» **Directions**:
(1) In the article on the 2020 election certification, by how many votes is Biden said to lead in Nevada?
(2) Please reproduce the passage of the election certification article word for word, starting with "Most Republicans in" and going on through "deadlines next week.".

» **Text provided**:
== == ==

Election 2020

Trump is running out of time as key states set to certify that Biden won

President Trump drives a golf cart Sunday at Trump National Golf Club in Sterling, Va.
President Trump drives a golf cart Sunday at Trump National Golf Club in Sterling, Va.
Tasos Katopodis/Getty Images

Most Republicans in Congress have been reluctant to suggest that President Trump concede the presidential election to Democrat Joe Biden. They argue that it's best to let Trump expend his legal options before they apply too much pressure.

That pressure has been building and it could be about to go bust this week, with key states certifying the vote totals and making their results official.

Michigan is set to do so Monday, which is also the deadline for Pennsylvania counties. Nevada follows on Tuesday. Arizona and Wisconsin have certification deadlines next week.

Biden is ahead by more than 155,000 votes in Michigan, by more than 81,000 in Pennsylvania and by more than 33,000 in Nevada.

Pennsylvania Republican Sen. Pat Toomey has called on Trump to accept the result.

"President Trump has exhausted all plausible legal options to challenge the result of the presidential race in Pennsylvania," Toomey said in a statement responding to a Trump campaign loss in Pennsylvania federal court Saturday.

== == ==

» **Material provided**:
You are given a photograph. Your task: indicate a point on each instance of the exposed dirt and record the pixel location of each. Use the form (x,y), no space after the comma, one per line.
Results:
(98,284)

== == ==

» **Answers below**:
(1) More than 33,000 votes.

(2)
Most Republicans in Congress have been reluctant to suggest that President Trump concede the presidential election to Democrat Joe Biden. They argue that it's best to let Trump expend his legal options before they apply too much pressure.

That pressure has been building and it could be about to go bust this week, with key states certifying the vote totals and making their results official.

Michigan is set to do so Monday, which is also the deadline for Pennsylvania counties. Nevada follows on Tuesday. Arizona and Wisconsin have certification deadlines next week.